_What you have to do_: State how many lines of the data below contain the string "timber", counting a match only when its capitalization is identical. Respond with the number alone.

_Data lines_:

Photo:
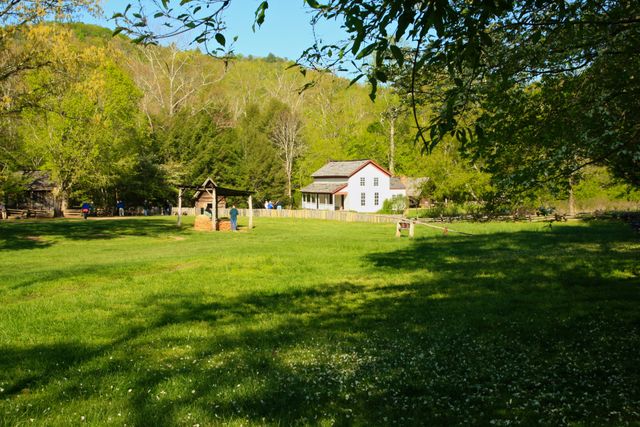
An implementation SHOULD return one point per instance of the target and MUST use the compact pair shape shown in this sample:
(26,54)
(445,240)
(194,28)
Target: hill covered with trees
(108,119)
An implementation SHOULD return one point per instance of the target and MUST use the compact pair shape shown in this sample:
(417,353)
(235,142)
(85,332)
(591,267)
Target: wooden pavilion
(209,193)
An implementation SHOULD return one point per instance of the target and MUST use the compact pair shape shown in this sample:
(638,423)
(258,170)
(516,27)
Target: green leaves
(260,14)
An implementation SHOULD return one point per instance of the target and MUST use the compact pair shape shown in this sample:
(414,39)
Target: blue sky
(286,31)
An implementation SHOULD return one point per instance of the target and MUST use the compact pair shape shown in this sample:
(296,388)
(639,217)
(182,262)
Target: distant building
(38,193)
(355,185)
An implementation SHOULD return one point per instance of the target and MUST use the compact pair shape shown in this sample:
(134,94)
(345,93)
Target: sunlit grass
(316,322)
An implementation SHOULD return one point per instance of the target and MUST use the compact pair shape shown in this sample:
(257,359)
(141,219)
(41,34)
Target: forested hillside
(108,119)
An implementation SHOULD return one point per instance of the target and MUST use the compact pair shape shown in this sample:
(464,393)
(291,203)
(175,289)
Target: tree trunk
(572,201)
(392,144)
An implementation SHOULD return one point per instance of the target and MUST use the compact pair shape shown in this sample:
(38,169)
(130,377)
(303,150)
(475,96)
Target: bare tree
(286,135)
(171,79)
(390,115)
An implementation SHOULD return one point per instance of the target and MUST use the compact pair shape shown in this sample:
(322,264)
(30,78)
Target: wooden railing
(29,213)
(344,216)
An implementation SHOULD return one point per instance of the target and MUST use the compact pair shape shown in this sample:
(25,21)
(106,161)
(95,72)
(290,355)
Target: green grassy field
(137,322)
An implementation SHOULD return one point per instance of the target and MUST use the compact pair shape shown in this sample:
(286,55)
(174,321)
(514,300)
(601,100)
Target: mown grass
(137,322)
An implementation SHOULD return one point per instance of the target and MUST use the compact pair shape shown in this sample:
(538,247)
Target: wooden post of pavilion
(214,210)
(180,207)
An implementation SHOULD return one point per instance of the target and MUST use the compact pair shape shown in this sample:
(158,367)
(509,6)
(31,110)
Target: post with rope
(250,212)
(180,207)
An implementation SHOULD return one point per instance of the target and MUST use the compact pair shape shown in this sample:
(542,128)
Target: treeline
(109,120)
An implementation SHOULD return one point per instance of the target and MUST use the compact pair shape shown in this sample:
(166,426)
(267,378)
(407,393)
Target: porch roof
(323,187)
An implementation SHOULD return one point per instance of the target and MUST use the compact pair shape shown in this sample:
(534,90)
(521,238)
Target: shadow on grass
(521,327)
(16,235)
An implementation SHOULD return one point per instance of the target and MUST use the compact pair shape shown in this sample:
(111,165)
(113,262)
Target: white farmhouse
(353,185)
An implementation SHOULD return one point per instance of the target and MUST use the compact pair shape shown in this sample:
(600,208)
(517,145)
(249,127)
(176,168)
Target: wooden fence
(344,216)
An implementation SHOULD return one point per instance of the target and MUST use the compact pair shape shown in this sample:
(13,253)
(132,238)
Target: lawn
(306,322)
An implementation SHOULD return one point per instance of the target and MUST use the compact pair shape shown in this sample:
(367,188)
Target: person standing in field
(86,209)
(120,206)
(233,216)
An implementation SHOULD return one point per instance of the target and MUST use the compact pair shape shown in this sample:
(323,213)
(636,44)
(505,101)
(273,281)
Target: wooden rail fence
(313,214)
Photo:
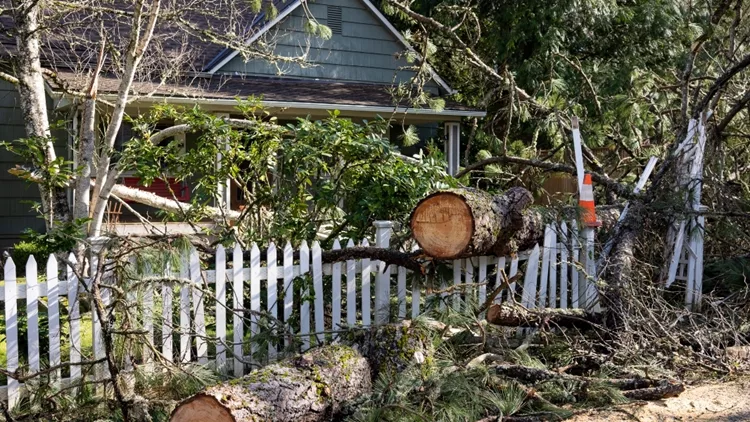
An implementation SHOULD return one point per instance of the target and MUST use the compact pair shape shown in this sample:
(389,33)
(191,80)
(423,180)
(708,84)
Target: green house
(353,71)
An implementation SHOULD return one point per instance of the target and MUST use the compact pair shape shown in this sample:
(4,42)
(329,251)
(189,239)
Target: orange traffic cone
(586,202)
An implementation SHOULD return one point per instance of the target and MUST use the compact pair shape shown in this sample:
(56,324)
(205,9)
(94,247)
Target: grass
(86,338)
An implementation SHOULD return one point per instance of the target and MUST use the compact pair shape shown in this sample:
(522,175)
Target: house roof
(70,55)
(262,26)
(275,92)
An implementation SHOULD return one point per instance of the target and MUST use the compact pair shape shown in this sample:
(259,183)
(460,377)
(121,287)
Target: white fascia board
(406,44)
(257,35)
(230,102)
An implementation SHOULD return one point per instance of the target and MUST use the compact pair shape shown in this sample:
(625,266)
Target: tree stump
(469,222)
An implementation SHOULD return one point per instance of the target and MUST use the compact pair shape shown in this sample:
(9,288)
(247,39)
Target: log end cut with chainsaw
(467,222)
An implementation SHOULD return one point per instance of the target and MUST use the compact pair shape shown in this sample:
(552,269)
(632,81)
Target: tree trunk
(470,222)
(517,316)
(167,204)
(311,387)
(33,101)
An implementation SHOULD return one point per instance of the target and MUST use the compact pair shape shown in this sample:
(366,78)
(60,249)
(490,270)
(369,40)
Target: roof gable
(366,48)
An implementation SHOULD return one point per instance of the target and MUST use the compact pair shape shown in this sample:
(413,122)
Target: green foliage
(297,180)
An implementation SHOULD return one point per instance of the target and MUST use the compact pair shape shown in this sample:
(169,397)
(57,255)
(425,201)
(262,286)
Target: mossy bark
(478,223)
(394,347)
(308,388)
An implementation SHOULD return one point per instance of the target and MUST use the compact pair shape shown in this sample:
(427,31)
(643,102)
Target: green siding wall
(15,194)
(365,51)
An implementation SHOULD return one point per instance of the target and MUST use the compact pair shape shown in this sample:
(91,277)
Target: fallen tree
(632,388)
(517,316)
(469,222)
(311,387)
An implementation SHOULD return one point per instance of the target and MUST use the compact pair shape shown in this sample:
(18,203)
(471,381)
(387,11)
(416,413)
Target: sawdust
(716,401)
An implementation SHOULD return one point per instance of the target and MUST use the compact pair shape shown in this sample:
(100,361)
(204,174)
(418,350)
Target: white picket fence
(554,276)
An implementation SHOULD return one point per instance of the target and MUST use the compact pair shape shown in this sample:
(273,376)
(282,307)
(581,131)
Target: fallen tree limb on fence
(632,388)
(469,222)
(308,388)
(518,316)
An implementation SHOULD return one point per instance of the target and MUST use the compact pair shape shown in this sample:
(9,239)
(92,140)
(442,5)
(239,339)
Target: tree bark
(470,222)
(166,204)
(517,316)
(33,100)
(311,387)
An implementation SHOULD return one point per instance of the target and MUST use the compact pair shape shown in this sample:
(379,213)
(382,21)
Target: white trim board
(374,11)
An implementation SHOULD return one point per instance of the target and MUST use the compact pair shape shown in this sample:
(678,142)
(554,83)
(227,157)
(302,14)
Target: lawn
(86,336)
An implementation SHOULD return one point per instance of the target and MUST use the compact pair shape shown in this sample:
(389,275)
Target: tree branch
(619,188)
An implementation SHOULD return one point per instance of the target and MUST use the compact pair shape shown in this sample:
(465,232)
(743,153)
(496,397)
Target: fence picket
(11,331)
(184,308)
(415,291)
(542,301)
(288,288)
(199,313)
(221,311)
(562,248)
(74,319)
(499,280)
(53,316)
(366,295)
(530,280)
(457,264)
(32,313)
(304,268)
(254,296)
(148,316)
(272,296)
(167,324)
(482,279)
(574,273)
(401,293)
(336,295)
(592,293)
(469,292)
(318,291)
(553,270)
(563,245)
(513,270)
(237,291)
(351,289)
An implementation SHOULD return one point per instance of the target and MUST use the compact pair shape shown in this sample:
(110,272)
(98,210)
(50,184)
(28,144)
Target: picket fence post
(32,314)
(318,291)
(185,353)
(366,295)
(272,294)
(383,230)
(336,292)
(53,316)
(304,268)
(288,289)
(254,296)
(221,311)
(11,331)
(563,245)
(74,316)
(351,289)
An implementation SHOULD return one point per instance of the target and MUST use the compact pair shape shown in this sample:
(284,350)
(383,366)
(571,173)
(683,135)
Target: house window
(333,20)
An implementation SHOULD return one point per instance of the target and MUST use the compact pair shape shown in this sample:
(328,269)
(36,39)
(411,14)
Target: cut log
(516,316)
(311,387)
(470,222)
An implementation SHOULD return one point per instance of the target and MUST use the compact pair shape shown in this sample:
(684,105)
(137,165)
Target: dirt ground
(716,401)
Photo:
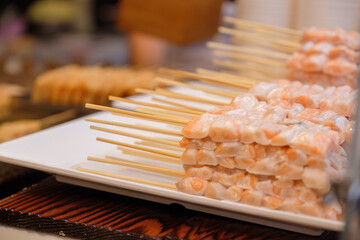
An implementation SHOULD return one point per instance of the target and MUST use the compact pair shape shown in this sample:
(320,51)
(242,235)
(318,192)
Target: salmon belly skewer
(340,100)
(279,155)
(327,57)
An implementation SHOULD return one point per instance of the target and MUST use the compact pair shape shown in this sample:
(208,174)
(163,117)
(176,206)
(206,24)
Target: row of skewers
(280,145)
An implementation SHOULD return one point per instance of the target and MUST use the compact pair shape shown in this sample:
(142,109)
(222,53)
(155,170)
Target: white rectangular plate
(61,149)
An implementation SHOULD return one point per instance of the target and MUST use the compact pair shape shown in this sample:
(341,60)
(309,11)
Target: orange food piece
(272,202)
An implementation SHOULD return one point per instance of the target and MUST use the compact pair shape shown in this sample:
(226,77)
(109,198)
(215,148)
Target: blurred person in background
(152,25)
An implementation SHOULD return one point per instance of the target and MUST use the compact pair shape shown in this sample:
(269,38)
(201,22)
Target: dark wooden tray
(77,212)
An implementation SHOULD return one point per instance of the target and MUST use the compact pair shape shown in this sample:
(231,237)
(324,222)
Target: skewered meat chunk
(276,153)
(326,58)
(340,100)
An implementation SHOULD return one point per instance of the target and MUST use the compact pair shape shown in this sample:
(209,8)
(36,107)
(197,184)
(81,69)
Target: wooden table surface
(77,212)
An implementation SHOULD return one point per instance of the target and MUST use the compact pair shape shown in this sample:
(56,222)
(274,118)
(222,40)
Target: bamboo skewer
(264,26)
(166,171)
(238,33)
(158,145)
(113,98)
(178,104)
(165,113)
(228,75)
(131,179)
(263,44)
(174,155)
(207,79)
(136,126)
(247,50)
(166,93)
(149,155)
(139,115)
(207,90)
(239,66)
(127,134)
(244,57)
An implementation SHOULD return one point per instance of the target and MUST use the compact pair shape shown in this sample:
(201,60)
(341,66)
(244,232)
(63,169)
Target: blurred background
(37,35)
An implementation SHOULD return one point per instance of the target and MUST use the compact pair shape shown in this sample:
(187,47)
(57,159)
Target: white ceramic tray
(61,149)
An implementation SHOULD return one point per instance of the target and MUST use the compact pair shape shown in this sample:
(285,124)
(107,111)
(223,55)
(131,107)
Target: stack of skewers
(280,145)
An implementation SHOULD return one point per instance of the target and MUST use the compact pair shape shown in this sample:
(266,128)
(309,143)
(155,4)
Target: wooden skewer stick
(232,76)
(177,104)
(239,66)
(166,171)
(127,134)
(135,114)
(165,113)
(266,32)
(180,96)
(242,34)
(248,50)
(136,126)
(159,145)
(254,59)
(207,90)
(113,98)
(265,26)
(200,77)
(148,155)
(131,179)
(139,147)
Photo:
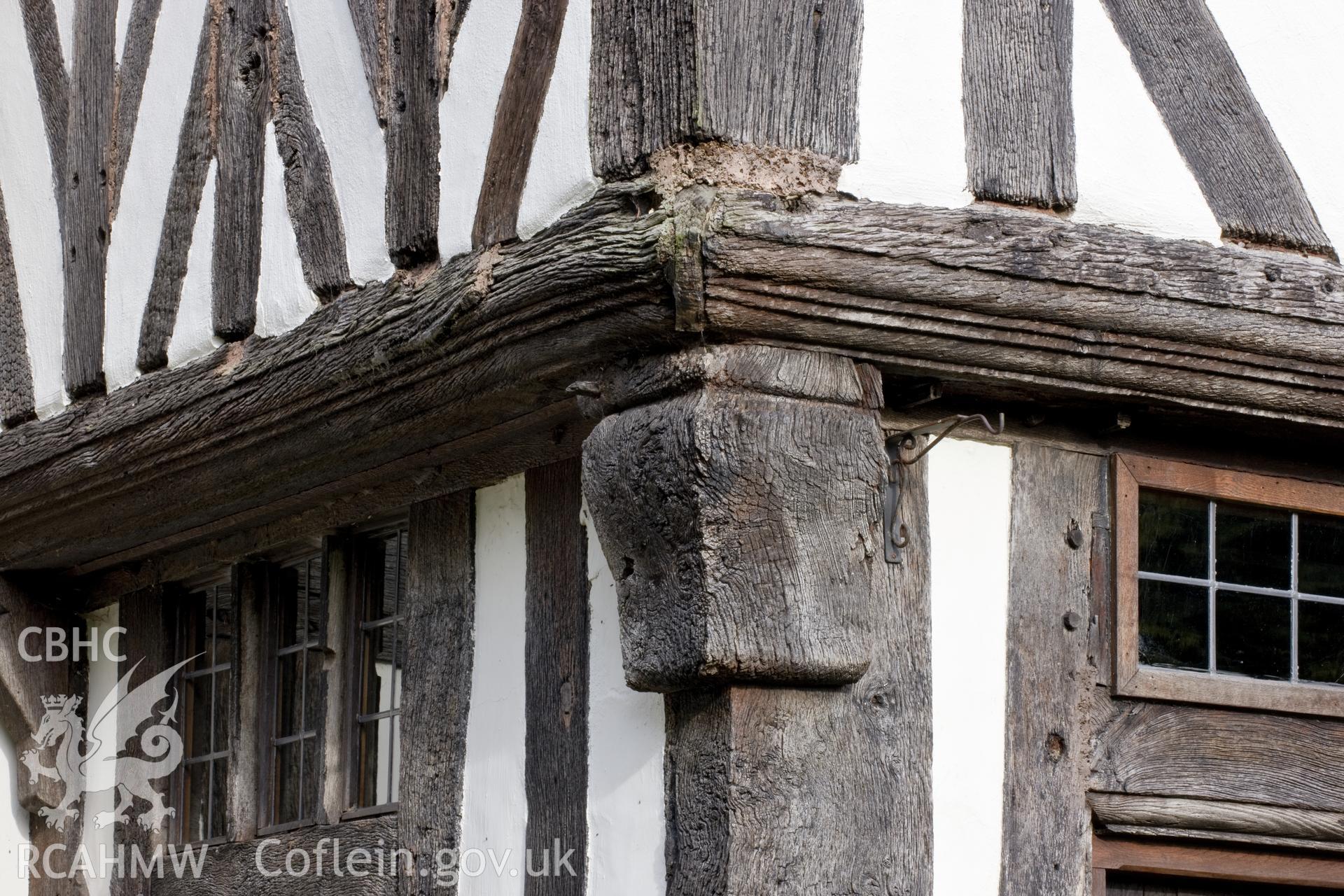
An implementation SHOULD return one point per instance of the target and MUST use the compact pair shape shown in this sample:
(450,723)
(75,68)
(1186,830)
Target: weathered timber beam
(314,210)
(387,371)
(195,150)
(995,295)
(1016,77)
(86,197)
(130,88)
(440,612)
(517,120)
(244,83)
(1217,122)
(17,403)
(749,574)
(1217,816)
(771,73)
(1164,750)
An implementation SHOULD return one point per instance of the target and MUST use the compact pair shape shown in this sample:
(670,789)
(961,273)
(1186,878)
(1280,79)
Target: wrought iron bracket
(904,449)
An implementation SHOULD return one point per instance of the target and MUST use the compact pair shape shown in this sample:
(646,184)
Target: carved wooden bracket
(736,495)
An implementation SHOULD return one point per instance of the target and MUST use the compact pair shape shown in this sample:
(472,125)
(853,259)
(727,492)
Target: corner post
(736,493)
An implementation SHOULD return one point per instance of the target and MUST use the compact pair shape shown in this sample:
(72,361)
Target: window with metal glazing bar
(378,682)
(1236,580)
(207,636)
(298,622)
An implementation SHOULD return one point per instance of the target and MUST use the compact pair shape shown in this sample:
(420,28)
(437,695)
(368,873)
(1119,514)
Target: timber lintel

_Response to this task_: 2